** Start DATA IN THIS EXERCISE **

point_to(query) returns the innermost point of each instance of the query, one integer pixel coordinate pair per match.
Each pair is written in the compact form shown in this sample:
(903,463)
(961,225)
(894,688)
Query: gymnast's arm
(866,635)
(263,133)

** End DATA IN THIS EXERCISE **

● **THE REQUEST**
Reproduce the records above word for word, keeping every line as it stands.

● **EXERCISE ANSWER**
point_to(query) returns the innermost point of each instance of the query, one integer pixel coordinate pair per match.
Each pair is written in the compact form shown in this sample:
(903,463)
(961,225)
(894,688)
Query: gymnast's arm
(866,635)
(263,133)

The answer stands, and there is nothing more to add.